* WHAT IS NEEDED *
Extract, word for word, the stretch of the records below from the line containing "Locate the bouquet" through the line containing "xmin=205 ymin=92 xmax=273 ymax=284", including both of those lines.
## Begin DATA ENTRIES
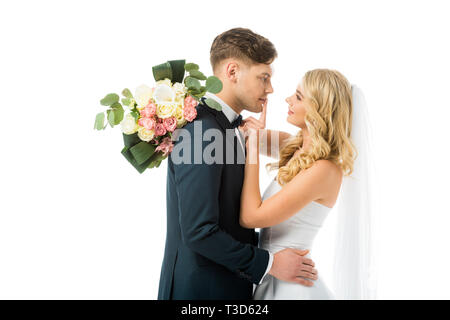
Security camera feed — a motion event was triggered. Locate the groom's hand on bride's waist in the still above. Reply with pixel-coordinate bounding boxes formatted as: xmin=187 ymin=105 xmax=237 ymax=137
xmin=269 ymin=248 xmax=317 ymax=287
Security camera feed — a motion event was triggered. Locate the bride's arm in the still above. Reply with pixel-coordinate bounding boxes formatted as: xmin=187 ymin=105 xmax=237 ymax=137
xmin=239 ymin=139 xmax=336 ymax=228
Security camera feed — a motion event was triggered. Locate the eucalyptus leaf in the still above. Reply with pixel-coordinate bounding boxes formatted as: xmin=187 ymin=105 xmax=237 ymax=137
xmin=100 ymin=93 xmax=119 ymax=106
xmin=130 ymin=110 xmax=139 ymax=122
xmin=184 ymin=63 xmax=199 ymax=72
xmin=206 ymin=76 xmax=223 ymax=94
xmin=113 ymin=108 xmax=124 ymax=125
xmin=122 ymin=88 xmax=133 ymax=99
xmin=121 ymin=98 xmax=131 ymax=106
xmin=184 ymin=77 xmax=201 ymax=91
xmin=205 ymin=98 xmax=222 ymax=111
xmin=152 ymin=62 xmax=172 ymax=81
xmin=94 ymin=112 xmax=105 ymax=130
xmin=189 ymin=70 xmax=207 ymax=80
xmin=106 ymin=109 xmax=115 ymax=128
xmin=130 ymin=141 xmax=156 ymax=164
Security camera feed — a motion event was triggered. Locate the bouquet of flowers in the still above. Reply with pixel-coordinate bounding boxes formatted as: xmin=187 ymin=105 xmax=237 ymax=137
xmin=94 ymin=60 xmax=222 ymax=173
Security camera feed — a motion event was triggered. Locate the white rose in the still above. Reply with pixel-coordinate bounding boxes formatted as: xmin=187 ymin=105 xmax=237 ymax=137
xmin=156 ymin=102 xmax=177 ymax=119
xmin=153 ymin=83 xmax=175 ymax=104
xmin=156 ymin=78 xmax=172 ymax=87
xmin=172 ymin=82 xmax=187 ymax=101
xmin=134 ymin=84 xmax=153 ymax=108
xmin=138 ymin=127 xmax=155 ymax=142
xmin=120 ymin=113 xmax=138 ymax=134
xmin=174 ymin=104 xmax=187 ymax=128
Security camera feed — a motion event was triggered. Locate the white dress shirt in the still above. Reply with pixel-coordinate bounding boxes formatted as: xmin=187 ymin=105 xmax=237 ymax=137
xmin=205 ymin=92 xmax=273 ymax=284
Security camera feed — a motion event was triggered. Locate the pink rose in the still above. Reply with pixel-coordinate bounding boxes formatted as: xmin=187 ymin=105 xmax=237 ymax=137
xmin=155 ymin=137 xmax=173 ymax=156
xmin=155 ymin=123 xmax=167 ymax=136
xmin=183 ymin=106 xmax=197 ymax=122
xmin=140 ymin=102 xmax=156 ymax=118
xmin=184 ymin=96 xmax=198 ymax=108
xmin=163 ymin=117 xmax=177 ymax=132
xmin=138 ymin=118 xmax=156 ymax=130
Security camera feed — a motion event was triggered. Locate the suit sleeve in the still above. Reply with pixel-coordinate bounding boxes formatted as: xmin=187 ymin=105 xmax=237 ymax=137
xmin=174 ymin=121 xmax=269 ymax=284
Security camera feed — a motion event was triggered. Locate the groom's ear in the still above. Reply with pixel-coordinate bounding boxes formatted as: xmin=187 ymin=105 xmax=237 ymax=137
xmin=225 ymin=61 xmax=239 ymax=82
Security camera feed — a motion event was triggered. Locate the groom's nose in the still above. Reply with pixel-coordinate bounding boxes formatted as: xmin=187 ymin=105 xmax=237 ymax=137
xmin=266 ymin=81 xmax=273 ymax=93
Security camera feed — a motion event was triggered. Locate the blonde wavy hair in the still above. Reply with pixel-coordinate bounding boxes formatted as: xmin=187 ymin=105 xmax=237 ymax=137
xmin=266 ymin=69 xmax=357 ymax=185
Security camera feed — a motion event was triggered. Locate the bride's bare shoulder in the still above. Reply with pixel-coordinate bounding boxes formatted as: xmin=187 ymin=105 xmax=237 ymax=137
xmin=312 ymin=159 xmax=343 ymax=184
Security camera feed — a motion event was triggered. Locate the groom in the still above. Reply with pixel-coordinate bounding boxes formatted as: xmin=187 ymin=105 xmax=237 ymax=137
xmin=158 ymin=28 xmax=312 ymax=300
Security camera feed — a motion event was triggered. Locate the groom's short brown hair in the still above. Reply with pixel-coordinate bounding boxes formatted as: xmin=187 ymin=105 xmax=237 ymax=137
xmin=210 ymin=28 xmax=278 ymax=71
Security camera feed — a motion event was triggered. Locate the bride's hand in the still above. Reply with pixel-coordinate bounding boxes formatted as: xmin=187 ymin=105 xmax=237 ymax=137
xmin=239 ymin=103 xmax=267 ymax=143
xmin=243 ymin=104 xmax=267 ymax=163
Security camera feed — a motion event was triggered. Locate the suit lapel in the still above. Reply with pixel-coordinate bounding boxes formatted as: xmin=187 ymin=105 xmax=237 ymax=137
xmin=200 ymin=98 xmax=246 ymax=161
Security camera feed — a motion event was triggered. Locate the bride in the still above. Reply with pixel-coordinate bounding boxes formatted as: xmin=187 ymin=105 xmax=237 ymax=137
xmin=240 ymin=69 xmax=376 ymax=300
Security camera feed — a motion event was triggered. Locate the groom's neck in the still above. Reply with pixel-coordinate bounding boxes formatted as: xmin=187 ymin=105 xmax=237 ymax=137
xmin=216 ymin=90 xmax=244 ymax=114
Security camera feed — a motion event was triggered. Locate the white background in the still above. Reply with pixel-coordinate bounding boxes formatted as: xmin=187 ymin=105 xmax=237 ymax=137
xmin=0 ymin=0 xmax=450 ymax=299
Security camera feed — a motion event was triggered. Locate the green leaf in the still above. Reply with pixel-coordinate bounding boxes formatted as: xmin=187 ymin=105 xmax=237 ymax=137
xmin=111 ymin=102 xmax=124 ymax=125
xmin=100 ymin=93 xmax=119 ymax=106
xmin=106 ymin=109 xmax=115 ymax=128
xmin=205 ymin=98 xmax=222 ymax=111
xmin=130 ymin=110 xmax=139 ymax=122
xmin=122 ymin=133 xmax=142 ymax=148
xmin=184 ymin=63 xmax=199 ymax=72
xmin=122 ymin=88 xmax=133 ymax=99
xmin=184 ymin=77 xmax=201 ymax=91
xmin=130 ymin=141 xmax=156 ymax=164
xmin=189 ymin=70 xmax=207 ymax=80
xmin=94 ymin=112 xmax=105 ymax=130
xmin=152 ymin=62 xmax=172 ymax=81
xmin=206 ymin=76 xmax=223 ymax=94
xmin=148 ymin=152 xmax=168 ymax=168
xmin=122 ymin=98 xmax=131 ymax=106
xmin=121 ymin=146 xmax=150 ymax=173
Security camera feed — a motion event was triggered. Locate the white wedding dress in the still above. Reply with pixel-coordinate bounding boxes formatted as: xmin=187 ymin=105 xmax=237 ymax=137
xmin=253 ymin=179 xmax=335 ymax=300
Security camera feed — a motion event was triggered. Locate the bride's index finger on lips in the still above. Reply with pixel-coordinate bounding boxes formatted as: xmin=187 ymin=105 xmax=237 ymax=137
xmin=259 ymin=102 xmax=267 ymax=127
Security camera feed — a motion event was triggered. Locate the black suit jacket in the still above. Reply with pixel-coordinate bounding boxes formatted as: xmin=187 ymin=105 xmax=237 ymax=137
xmin=158 ymin=100 xmax=269 ymax=300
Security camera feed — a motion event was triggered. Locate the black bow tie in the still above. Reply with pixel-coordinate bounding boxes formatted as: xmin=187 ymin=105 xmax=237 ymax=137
xmin=231 ymin=115 xmax=242 ymax=128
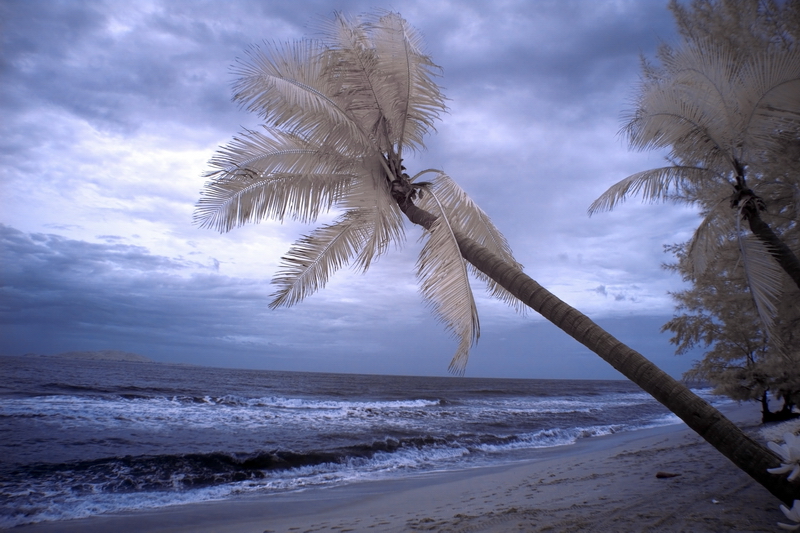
## End DATA ENTRIES
* EXERCISE ANSWER *
Security camera feed — a motion event was triggered. Locate the bouquet of flowers in the still above. Reply with pixel-coordinate bounding boxes formatted as: xmin=187 ymin=105 xmax=237 ymax=137
xmin=94 ymin=60 xmax=222 ymax=173
Security camera feed — a motion event was triggered. Locate the white rose in the still above. Reply with pixel-coordinate bounding boxes formatted as: xmin=187 ymin=105 xmax=237 ymax=137
xmin=156 ymin=102 xmax=177 ymax=119
xmin=153 ymin=83 xmax=175 ymax=104
xmin=156 ymin=78 xmax=172 ymax=87
xmin=172 ymin=82 xmax=187 ymax=101
xmin=134 ymin=84 xmax=153 ymax=108
xmin=138 ymin=127 xmax=155 ymax=142
xmin=120 ymin=113 xmax=138 ymax=134
xmin=174 ymin=104 xmax=187 ymax=128
Security camera feed — a motion event was triggered. Locate the white dress shirt in the still above. Reply with pixel-coordinate bounding boxes formatted as: xmin=187 ymin=105 xmax=237 ymax=137
xmin=205 ymin=92 xmax=273 ymax=284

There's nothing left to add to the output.